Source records
=== Begin Enclosure ===
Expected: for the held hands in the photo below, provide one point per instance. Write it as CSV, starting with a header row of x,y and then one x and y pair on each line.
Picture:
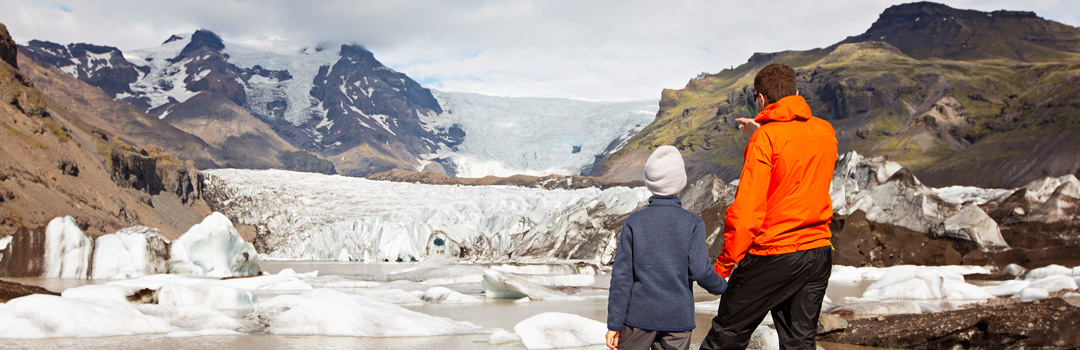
x,y
747,125
612,339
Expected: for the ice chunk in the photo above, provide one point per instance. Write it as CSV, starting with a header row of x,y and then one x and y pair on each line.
x,y
213,247
130,253
872,309
1007,287
557,330
923,284
437,269
846,274
46,317
191,318
501,336
444,295
1045,271
499,285
1014,270
67,250
1055,283
764,338
99,292
202,333
1033,294
336,313
706,307
393,296
206,295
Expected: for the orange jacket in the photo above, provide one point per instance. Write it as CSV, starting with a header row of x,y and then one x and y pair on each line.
x,y
782,204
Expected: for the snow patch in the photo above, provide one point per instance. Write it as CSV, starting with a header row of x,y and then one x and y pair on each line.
x,y
213,247
557,330
67,250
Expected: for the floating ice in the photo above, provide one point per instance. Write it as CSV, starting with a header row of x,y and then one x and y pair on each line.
x,y
872,309
393,296
1033,294
846,274
1047,271
335,313
206,295
437,269
203,333
1054,283
67,250
501,336
191,318
130,253
706,307
923,284
444,295
1007,287
213,247
48,317
556,330
764,338
499,285
99,292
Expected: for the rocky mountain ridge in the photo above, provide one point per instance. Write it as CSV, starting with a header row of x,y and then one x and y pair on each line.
x,y
342,105
55,164
957,96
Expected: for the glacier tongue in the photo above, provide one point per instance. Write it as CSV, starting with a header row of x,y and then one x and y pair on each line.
x,y
312,216
547,135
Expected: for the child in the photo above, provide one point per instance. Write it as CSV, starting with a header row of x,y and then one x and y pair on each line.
x,y
661,252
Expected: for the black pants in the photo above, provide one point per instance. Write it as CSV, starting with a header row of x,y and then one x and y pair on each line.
x,y
790,285
634,338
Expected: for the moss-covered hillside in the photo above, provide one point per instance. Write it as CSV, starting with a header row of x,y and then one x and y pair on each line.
x,y
960,97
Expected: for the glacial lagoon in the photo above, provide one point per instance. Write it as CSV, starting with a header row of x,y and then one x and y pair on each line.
x,y
847,286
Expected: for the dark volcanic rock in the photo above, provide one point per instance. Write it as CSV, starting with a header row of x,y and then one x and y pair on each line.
x,y
8,49
1044,324
11,290
104,67
927,29
24,255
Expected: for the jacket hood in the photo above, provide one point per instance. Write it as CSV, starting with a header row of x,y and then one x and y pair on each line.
x,y
786,109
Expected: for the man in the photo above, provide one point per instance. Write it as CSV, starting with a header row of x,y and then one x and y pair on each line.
x,y
777,229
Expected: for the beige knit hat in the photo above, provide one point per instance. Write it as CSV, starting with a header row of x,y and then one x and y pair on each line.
x,y
664,172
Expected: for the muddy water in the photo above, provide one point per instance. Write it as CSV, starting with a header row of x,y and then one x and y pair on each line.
x,y
494,313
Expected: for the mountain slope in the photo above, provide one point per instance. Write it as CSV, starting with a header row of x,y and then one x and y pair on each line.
x,y
55,164
954,115
342,105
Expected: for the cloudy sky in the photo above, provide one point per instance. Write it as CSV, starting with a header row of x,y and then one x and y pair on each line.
x,y
613,50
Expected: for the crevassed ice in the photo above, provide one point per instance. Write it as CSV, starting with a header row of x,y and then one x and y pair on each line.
x,y
537,136
334,217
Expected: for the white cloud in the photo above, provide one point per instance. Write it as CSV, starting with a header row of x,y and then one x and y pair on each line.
x,y
597,50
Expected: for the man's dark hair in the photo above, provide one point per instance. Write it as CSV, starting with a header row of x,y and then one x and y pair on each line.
x,y
775,81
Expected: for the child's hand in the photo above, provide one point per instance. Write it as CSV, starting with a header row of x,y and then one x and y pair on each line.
x,y
612,338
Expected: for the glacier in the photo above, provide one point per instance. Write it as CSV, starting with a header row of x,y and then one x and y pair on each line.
x,y
537,136
331,217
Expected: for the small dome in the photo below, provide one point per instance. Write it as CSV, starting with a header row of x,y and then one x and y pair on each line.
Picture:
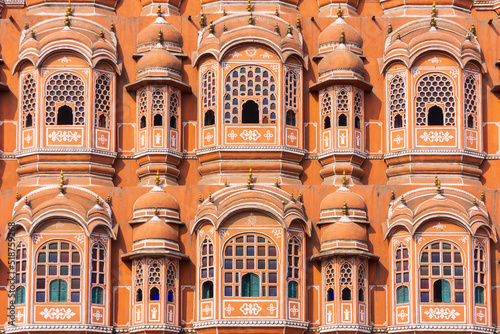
x,y
341,59
155,228
344,231
156,198
171,36
158,58
343,195
331,34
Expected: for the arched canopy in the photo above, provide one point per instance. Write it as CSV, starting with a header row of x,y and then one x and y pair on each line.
x,y
412,40
271,201
82,37
455,205
76,204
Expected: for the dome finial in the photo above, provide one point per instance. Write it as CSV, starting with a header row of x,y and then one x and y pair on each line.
x,y
342,37
157,179
61,182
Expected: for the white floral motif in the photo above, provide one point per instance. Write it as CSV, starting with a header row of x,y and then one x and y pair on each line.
x,y
68,136
249,309
436,136
250,135
442,313
57,313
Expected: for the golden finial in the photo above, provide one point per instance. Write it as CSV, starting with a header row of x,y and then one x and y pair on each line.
x,y
202,20
61,182
160,37
344,209
211,27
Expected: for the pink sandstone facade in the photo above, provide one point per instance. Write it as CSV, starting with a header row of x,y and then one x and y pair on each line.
x,y
233,166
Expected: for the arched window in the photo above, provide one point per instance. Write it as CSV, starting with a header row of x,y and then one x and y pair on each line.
x,y
58,291
345,277
58,272
250,285
255,254
327,124
28,105
142,106
97,295
435,116
138,280
330,282
158,120
402,295
441,262
102,101
65,88
397,102
434,90
209,118
401,271
250,112
471,93
480,271
20,295
65,115
293,290
207,290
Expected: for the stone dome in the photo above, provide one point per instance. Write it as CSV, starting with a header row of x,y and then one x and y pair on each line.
x,y
336,200
344,230
155,228
156,198
148,37
331,35
341,59
158,59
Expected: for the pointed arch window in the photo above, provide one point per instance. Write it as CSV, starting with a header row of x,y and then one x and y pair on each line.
x,y
441,264
58,272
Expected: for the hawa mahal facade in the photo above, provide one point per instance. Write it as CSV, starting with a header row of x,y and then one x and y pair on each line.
x,y
226,166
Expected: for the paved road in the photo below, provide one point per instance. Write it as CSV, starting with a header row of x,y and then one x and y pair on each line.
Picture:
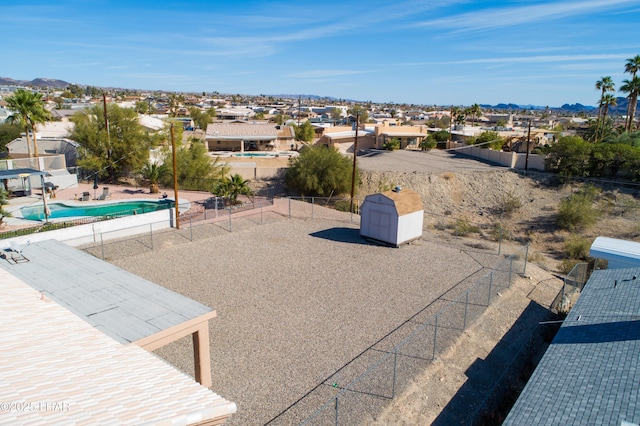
=== End Enclosure ===
- [YOUR TASK]
All the records need to be repeated exactly, with the images dropped.

- [TASK ANSWER]
Expected: for the held hands in the photo below, provide one point per instance. Write it as CSV, starting with a header row of x,y and then one x and y pair on each line.
Picture:
x,y
747,125
612,339
Expected: for the ice chunk in the photo above, provide one point per instance. Write it as CSV, starting with a header row of x,y and then one x and y pair on each line.
x,y
213,247
130,253
872,309
1007,287
557,330
923,284
437,269
846,274
46,317
191,318
501,336
444,295
1045,271
499,285
1014,270
67,250
1055,283
764,338
99,292
202,333
1033,294
336,313
706,307
393,296
206,295
Expected: for the orange jacket in the photo above, provide one point per instance. Write it as CSV, starting with a header row of x,y and then one x and y pair on each line.
x,y
782,204
Expected: for the snow patch in the photo above, provide one point per instance. Write it as CSV, starting with a header row of x,y and then one x and y pair on each line.
x,y
213,247
557,330
67,250
Expected: for the floating ice in the photo above, provide one point per instance. Write it as CSV, starting with a header row of x,y and then one x and y pair on each line.
x,y
872,309
393,296
1033,294
846,274
1047,271
335,313
206,295
437,269
203,333
1054,283
67,250
501,336
191,318
130,253
706,307
923,284
444,295
1007,287
213,247
48,317
556,330
764,338
499,285
99,292
Expected: for the rocky mountain ridge in the photo above, provide one point per instance. Write it as CSV, starting with a header row of x,y and then one x and y pair on each line.
x,y
342,105
55,164
957,96
Expected: for the glacier tongue in the photo above, provide one point per instance. Write it as CSV, starting with a header row of x,y and then one x and y pair on each line.
x,y
312,216
547,135
Expected: for the child in the photo above, provide one point per instance. Write it as CSV, starting with a header row of x,y and then one x and y pair on each line.
x,y
661,252
Expected: for the black pants in the photo above, provide one point per instance. Write it as CSV, starting with a header row of x,y and then one x and y pair on each line.
x,y
790,285
634,338
Expected: for the moss-covered hillside in the photo above, provide one point per instance. Write it as CSV, starting with a header row of x,y and then one x and y pair on each line.
x,y
960,97
Expected: for the glacial lagoon in the photo above, provide one point per instance. Write it as CSV, starting with a header row of x,y and then one x and y pair on each line.
x,y
847,286
Expected: for the dark volcanic rock in the photo above, provide one point per instance. Write it as CSV, starting with a header row of x,y and then one x and y pair on each line.
x,y
8,49
1044,324
11,290
104,67
927,29
24,255
Expected: for the jacket hood in the photo above, provide one point per instance. Write it as CSV, starting with a header row of x,y and then one x and y pair on each line.
x,y
786,109
Expected: for the man in the photo above, provide one point per instance. Write it as CSV, starting with a header row of x,y and then one x and y pair on each line.
x,y
777,229
Expected: for the beige knit hat in the photo above, provide one point per instance. Write it as CSV, starting with a header row of x,y and then one x and y pair on each line.
x,y
664,172
Expected: for the muddy water in the photo above, provide one point per instance. Write it as CSV, starting with a header row of x,y and then one x and y pair on each line.
x,y
494,313
Expected: for the mountain slope in the photo above, provide one point per instance. Write it as CSV, starting with a header row of x,y and then one x and y pair on each line.
x,y
55,164
954,115
342,105
Expected: for the cloudy sky in the photo above, provide one point per instance. Write it as CSV, starting with a header row of x,y and then one x and y pair on each line.
x,y
613,50
Expected: for the crevassed ice in the photo above, provide one point per instance. Write it as CSV, starting with a header row of x,y and then one x and y pair on each line.
x,y
537,136
334,217
Expected: for the white cloud in the photo above, provide one point per instance. Write it as CSV, starting with a header row of x,y and then one x and y pair on each line.
x,y
597,50
Expected: for the man's dark hair in the photo above, provide one point per instance. Write it as CSV, starting with a header row of x,y and then one x and y pair on each line.
x,y
775,81
Expected: for the child's hand in the photo above, provide one point per instance. Write it as CSV, starting with a header row of x,y and then one x and y pair on each line.
x,y
612,338
Expected: for the glacier in the photo above, provide one point per instance. Write it as CSV, starting with a header row of x,y and then one x and y pair on each line.
x,y
537,136
331,217
Expected: for the small dome in the photo below, provide one point per instance. Write it as CSV, starting with a header row of x,y and then one x and y pair on each line.
Picture:
x,y
341,59
155,228
344,231
156,198
171,36
158,58
343,195
331,34
Expected: for the arched canopy in the photo above, provide one point per instance. Write it as CSV, starting with a header row of x,y and then one x and y pair on each line.
x,y
412,40
271,201
82,37
455,205
76,204
Expected: for the dome finial in the photo above, provide one point per instance. Write it as CSV, starting with a header row of x,y and then one x and y pair on each line.
x,y
342,37
157,179
61,182
Expected: for the white floral motif in the photo above, provide one point per instance. Write it as CSV, starting with a header row of x,y and then one x and y pair on each line.
x,y
68,136
249,309
436,136
250,135
442,313
57,313
Expected: for the golden finial in the photo above, provide one point per instance. Write it as CSV, starting with a header row of x,y and then one x and y pair on each line.
x,y
202,20
61,182
160,37
344,209
211,27
Expected: for the pink sandstone facade in the photo above, provide one point per instance. Write it as CSV, starting with a header row of x,y and then one x and y pair on each line.
x,y
233,166
Expected: for the arched window in the photo above, provide one point per instance. Write it as CSV, starting with a header row of x,y and then one x and y pair on each line.
x,y
58,291
345,277
58,272
250,285
255,254
327,124
28,105
142,106
97,295
435,116
138,280
330,282
158,120
402,295
441,262
102,101
65,88
397,102
434,90
209,118
401,271
250,112
471,93
480,271
20,295
65,115
293,290
207,290
Expected: for the stone dome in the photo above, provide one point per instance. Write it as CSV, starting with a header row of x,y and then one x and y pair on each line.
x,y
336,200
344,230
155,228
156,198
148,37
331,35
341,59
158,59
Expected: for the pointed arch window in the photo above, provide one point per instance. Write it as CSV, starting with a header row of x,y and then one x and y pair on each line.
x,y
441,264
58,272
Expected: for the hawa mahal facade in the photo above, provide one point per instance. Write it as CSV, starting with a header row of x,y and then one x and y pair on each line.
x,y
226,166
Expected: for the paved road in the photo below, provide one point per instance. Write it as CSV, starting with a header row of x,y and then one x and y pair on each line.
Picture:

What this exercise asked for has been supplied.